Excerpt provided:
◇ ◇ ◇ ◇

2. Image Tokenizer Selection¶

Three VAEs (\(f=8, z=16\)) are compared:

Tokenizer	PSNR	SSIM
Flux KL-VAE	33.41	0.9227
Asy. KL-VAE	33.10	0.9201
Cosmos VAE	34.02	0.9367

The Cosmos VAE is selected for its superior reconstruction performance.

3. Modernized DiT Architecture¶

Several improvements are introduced over the original DiT:

MoE GLU: The FFN is replaced with a mixture of 4 experts plus 1 shared expert with token routing and load-balancing loss, providing greater capacity at lower FLOPs compared to dense models.
2D RoPE: Replaces absolute positional encoding, enabling better resolution generalization and length extrapolation.
Per-block absolute positional encoding: Learnable positional encodings added before each block to eliminate artifacts during variable-resolution inference.
Attention value residual: \(V^l = (1-\eta) \cdot W^V X + \eta V^{l-1}\), mitigating vanishing gradients in deep networks.
LoRA AdaLN conditioning: The conditioning MLP is factorized into two smaller MLPs to reduce parameter count.
NAFNet bias convolution: Convolutional blocks are inserted before attention to provide inductive bias for improved handling of blur degradations.

4. Regression and Flow Matching Variants¶

Regression variant (timestep embedding removed):

\[\mathcal{L}_{reg} = \|f_\theta(Z_0^m, Z_1^m, P) - Z_{GT}\|_2^2\]

Flow Matching variant:

\[\mathcal{L}_{flow} = \mathbb{E}\|v_\theta(Z_t, t, Z_0^m, Z_1^m, P) - (GT - X_0)\|_2^2\]

Auxiliary fusion loss: \(\mathcal{L}_{aux} = \sum_{i=0}^{m-1} \|\tilde{X} - X_i\|_1 + \|\nabla\tilde{X} - \nabla X_i\|_1\)

Key Experimental Results¶

Ablation Study¶

Component	PSNR (VIF)	SSIM (VIF)
Base DiT	31.02	0.892
+ MoE	31.45	0.901
+ RoPE	31.62	0.908
+ Value Residual	31.78	0.912
+ NAFNet Conv	32.15	0.921

Each component yields consistent performance gains, with NAFNet convolution contributing most to blur degradation handling.

◇ ◇ ◇ ◇

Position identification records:
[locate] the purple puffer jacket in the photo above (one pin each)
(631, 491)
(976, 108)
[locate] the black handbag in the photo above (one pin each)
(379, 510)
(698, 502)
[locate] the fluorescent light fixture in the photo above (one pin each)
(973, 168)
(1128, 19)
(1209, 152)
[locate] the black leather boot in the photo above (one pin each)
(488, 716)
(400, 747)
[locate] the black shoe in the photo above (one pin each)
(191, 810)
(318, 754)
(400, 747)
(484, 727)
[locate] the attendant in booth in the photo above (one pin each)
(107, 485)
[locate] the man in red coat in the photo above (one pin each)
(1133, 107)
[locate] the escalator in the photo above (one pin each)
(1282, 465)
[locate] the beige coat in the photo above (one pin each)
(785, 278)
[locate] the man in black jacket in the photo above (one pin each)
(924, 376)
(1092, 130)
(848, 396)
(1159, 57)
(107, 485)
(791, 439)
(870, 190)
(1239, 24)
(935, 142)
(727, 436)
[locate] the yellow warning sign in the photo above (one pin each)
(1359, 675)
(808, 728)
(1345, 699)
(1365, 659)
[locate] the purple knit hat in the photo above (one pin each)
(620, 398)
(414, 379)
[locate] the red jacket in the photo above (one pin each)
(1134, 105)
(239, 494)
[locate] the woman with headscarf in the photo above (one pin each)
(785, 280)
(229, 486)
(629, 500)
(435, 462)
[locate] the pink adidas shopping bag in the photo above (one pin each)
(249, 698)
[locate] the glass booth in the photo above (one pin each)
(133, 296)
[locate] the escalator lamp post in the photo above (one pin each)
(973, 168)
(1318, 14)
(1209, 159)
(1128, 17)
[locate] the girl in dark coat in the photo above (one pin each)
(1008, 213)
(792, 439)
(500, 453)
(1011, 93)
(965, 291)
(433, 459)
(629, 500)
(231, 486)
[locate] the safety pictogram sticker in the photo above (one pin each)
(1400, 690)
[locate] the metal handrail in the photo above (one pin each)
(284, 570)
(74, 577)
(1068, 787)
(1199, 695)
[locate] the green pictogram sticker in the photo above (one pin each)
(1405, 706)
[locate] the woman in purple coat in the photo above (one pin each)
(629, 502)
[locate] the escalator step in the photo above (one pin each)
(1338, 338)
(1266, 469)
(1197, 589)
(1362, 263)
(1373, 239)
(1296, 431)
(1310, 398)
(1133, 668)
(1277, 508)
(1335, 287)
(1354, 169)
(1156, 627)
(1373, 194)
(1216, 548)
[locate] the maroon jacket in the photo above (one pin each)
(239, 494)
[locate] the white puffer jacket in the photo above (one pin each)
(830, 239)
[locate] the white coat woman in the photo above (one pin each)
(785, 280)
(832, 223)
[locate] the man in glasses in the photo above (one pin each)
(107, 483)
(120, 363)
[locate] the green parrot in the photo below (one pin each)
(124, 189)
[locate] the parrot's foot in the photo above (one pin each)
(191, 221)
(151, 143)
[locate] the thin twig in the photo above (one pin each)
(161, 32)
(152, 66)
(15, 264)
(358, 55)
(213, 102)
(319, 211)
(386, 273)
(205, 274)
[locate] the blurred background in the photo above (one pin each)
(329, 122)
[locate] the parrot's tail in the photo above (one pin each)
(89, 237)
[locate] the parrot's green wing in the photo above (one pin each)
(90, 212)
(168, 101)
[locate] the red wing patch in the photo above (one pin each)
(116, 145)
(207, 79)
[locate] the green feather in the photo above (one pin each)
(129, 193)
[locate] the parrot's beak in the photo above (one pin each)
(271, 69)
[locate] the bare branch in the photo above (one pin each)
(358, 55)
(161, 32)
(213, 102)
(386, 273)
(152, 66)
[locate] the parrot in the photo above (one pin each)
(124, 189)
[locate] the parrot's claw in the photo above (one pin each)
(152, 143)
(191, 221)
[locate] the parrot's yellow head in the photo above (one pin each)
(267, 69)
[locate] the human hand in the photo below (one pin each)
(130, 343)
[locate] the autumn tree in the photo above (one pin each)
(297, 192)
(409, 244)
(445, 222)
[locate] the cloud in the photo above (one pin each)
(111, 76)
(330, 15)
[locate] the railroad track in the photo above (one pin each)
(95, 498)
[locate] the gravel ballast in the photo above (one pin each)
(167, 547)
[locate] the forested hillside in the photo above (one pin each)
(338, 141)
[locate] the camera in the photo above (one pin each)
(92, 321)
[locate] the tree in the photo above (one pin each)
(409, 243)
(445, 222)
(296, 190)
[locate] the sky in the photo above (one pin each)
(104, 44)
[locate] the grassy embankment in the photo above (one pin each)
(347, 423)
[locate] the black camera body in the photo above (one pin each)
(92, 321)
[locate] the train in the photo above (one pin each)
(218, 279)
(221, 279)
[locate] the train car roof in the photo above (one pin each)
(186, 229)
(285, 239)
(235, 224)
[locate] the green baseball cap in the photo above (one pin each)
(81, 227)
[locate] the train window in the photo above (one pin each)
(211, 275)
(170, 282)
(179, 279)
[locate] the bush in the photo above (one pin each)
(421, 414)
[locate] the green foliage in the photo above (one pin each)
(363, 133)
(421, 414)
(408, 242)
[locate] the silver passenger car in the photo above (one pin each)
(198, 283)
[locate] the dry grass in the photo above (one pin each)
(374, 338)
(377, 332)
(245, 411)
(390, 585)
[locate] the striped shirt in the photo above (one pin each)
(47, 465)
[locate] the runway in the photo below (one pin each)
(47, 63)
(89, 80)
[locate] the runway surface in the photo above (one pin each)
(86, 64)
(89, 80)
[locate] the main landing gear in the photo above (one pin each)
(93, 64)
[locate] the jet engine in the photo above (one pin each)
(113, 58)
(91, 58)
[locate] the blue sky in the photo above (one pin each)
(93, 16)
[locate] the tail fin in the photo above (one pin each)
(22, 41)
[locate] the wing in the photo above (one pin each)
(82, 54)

◇ ◇ ◇ ◇

Short problem:
Name every improvement that the DiT architecture excerpt introduces over the original DiT.

Worked answer:
MoE GLU
2D RoPE
Per-block absolute positional encoding
Attention value residual
LoRA AdaLN conditioning
NAFNet bias convolution